_Stated exercise_: Transcribe everything from the start of the material down to the line containing "39), (57, 38)]", including both ends, and reproduce each line without alteration.
════════
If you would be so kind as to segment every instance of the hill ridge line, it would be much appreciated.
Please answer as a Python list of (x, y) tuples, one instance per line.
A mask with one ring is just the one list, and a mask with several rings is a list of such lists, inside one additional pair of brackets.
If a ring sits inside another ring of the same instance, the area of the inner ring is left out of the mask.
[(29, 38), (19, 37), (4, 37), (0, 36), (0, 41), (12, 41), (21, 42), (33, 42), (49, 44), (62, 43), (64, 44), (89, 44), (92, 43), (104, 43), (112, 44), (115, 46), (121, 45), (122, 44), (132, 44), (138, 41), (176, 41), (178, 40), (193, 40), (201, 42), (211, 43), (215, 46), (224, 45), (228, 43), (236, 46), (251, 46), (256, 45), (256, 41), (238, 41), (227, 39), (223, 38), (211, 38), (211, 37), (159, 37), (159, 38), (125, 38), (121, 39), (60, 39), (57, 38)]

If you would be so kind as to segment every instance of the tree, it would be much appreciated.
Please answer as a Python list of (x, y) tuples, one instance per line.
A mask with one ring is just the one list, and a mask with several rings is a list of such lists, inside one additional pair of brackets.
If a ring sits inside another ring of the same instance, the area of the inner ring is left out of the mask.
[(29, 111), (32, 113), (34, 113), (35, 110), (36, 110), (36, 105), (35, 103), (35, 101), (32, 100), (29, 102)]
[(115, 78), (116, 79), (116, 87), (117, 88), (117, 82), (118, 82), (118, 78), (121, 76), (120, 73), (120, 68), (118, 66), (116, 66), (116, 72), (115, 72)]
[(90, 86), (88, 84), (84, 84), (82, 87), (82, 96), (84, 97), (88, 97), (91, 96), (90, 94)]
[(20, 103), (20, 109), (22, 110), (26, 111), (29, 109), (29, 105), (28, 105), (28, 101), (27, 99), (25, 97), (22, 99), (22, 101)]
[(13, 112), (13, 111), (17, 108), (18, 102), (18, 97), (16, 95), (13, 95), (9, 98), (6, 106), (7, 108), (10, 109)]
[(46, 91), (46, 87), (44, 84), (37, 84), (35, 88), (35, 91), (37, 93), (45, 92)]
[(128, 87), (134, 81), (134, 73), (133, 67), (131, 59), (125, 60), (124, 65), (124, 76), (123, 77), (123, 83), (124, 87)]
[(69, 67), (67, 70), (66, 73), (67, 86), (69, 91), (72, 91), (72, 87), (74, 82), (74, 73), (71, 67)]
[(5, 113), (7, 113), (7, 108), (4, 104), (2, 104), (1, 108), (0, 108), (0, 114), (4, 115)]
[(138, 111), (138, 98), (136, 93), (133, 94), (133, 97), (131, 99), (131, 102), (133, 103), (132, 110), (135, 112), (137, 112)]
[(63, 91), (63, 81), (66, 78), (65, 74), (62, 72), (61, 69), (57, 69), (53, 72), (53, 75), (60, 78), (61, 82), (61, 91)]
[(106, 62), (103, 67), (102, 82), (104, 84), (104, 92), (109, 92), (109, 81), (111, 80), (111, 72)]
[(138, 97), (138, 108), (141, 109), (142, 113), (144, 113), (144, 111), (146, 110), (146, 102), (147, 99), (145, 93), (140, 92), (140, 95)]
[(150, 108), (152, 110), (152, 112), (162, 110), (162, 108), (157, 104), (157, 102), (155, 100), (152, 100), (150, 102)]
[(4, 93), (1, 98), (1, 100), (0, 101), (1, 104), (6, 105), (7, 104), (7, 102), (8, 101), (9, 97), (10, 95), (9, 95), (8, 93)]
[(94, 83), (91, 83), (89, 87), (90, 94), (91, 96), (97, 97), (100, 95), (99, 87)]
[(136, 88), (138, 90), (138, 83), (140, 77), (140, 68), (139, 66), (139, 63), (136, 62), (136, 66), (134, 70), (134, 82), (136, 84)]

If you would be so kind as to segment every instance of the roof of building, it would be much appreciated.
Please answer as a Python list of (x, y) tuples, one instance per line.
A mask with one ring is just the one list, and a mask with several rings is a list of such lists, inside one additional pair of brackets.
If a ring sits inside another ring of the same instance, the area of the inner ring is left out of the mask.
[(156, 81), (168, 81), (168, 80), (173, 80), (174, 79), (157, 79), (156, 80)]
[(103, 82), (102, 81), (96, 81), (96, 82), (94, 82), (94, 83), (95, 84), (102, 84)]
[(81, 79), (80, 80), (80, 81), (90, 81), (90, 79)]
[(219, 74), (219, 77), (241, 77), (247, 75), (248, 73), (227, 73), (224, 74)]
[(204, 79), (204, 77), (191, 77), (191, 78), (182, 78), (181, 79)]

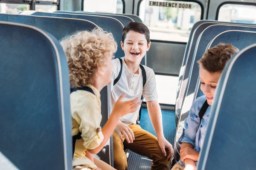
════════
_Response for this exercise_:
If you would be so kind as to segment every instance of the hill ridge line, it would be much appreciated.
Please answer as a Python list of (x, y) tuples, one instance per line.
A mask with one ring is just the one list, and a mask with several rings is a list of such lists, inside one additional pair of brackets.
If a ring sits inside another ring of the same instance, the area of the inner ring is left out of the mask.
[(29, 38), (19, 37), (4, 37), (0, 36), (0, 41), (12, 41), (21, 42), (33, 42), (49, 44), (62, 43), (64, 44), (89, 44), (92, 43), (104, 43), (112, 44), (115, 46), (121, 45), (122, 44), (132, 44), (138, 41), (176, 41), (178, 40), (193, 40), (201, 42), (211, 43), (215, 46), (224, 45), (228, 43), (236, 46), (251, 46), (256, 45), (256, 41), (238, 41), (227, 39), (223, 38), (211, 38), (211, 37), (159, 37), (159, 38), (125, 38), (121, 39), (60, 39), (57, 38)]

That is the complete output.